In 2012, when Leonel Nieto, an undocumented immigrant from Mexico, received the legal right to live and work in the United States, he quickly began achieving the milestones of American adulthood: He bought a house, took out a car loan, and earned a master’s degree in information technology to support his wife and young son. Nieto, who arrived in Salt Lake City from Mexico at age 11 with his mother and two older brothers, had received Deferred Action for Childhood Arrivals (DACA), a policy granting qualifying undocumented immigrants brought to the country as children certain rights of temporary resident status.
“DACA made a huge difference in my life,” says Nieto, who is one of Utah’s 13,600 DACA recipients. Before he received the authorization to work, Nieto was getting by on a job willing to pay him under-the-table, as a restaurant cashier. He managed to earn enough to attend Salt Lake Community College and the University of Utah, where he studied sociology and economics. But after receiving DACA, he was able to take a full-time job as an information technology manager at the Catholic community service nonprofit where he had been volunteering. “DACA gave me peace of mind,” he says. “For a least a little while, I felt like I was American. It gave us the opportunity to show others that immigrants are good people and contribute to society.” Ninety percent of the DACA-eligible population 16 years old and older are employed, and combined these Dreamers pay $3 billion in taxes every year and annually pay almost $2.5 billion into the Social Security and Medicare funds, critical social programs that benefit all Americans.
All we want to do is show our employers and neighbors our potential.
Now Nieto is filled with dread. President Donald Trump announced in September 2017 that the administration would phase out DACA by March 2018 unless Congress takes action. As the sole supporter of his wife and 5-year-old son, Nieto feels the world is on his shoulders. “It’s been very hard to wake up every day, and listen to the news, and realize that nothing has resolved itself. You feel such a sense of defeat,” he says. “We just want a resolution. Why won’t Congress move if the majority of Americans want the same things we immigrants want?” A February NPR/ Ipsos poll showed that two-thirds of Americans support giving immigrants who arrived to the United States as children permanent legal status.
Nieto’s family drove him across the border in 1996, looking for better economic opportunity. Although he arrived without English skills and attended a school where few teachers spoke Spanish, he became the first child in his family to graduate high school. After, he worked in construction for several years to help his mother, a seamstress.
“When the president announced DACA was ending, everything came crashing down,” Nieto says. “Without a permanent solution, we’re scared we’ll be in the same situation again. All we want to do is show our employers and neighbors our potential. We are Americans, and when given the opportunity, we work hard to raise our families and give back to the community.”

*Source material:*

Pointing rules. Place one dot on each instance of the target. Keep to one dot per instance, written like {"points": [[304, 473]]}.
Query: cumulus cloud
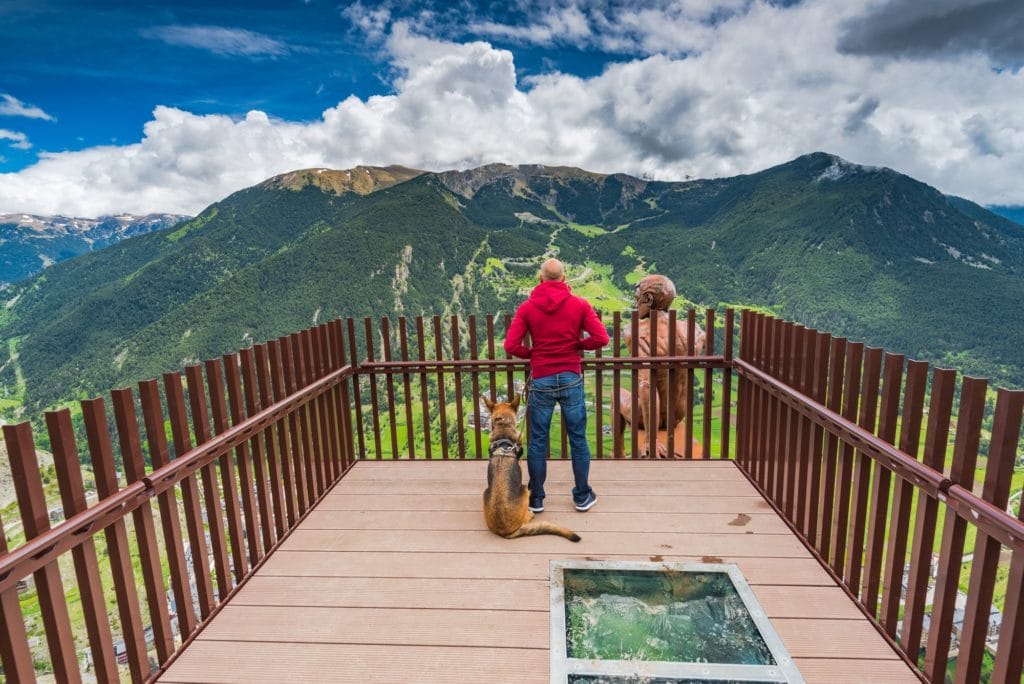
{"points": [[767, 85], [219, 40], [18, 140], [937, 28], [11, 107]]}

*Work instructions:*
A) From the profile of Leonel Nieto, copy the passage word for word, beginning at the words "Nieto’s family drove" and stopping after "mother, a seamstress.".
B) In the profile of Leonel Nieto, what job did Nieto take after receiving DACA?

*Your written answers:*
A)
Nieto’s family drove him across the border in 1996, looking for better economic opportunity. Although he arrived without English skills and attended a school where few teachers spoke Spanish, he became the first child in his family to graduate high school. After, he worked in construction for several years to help his mother, a seamstress.

B) A full-time job as an information technology manager at the Catholic community service nonprofit where he had been volunteering.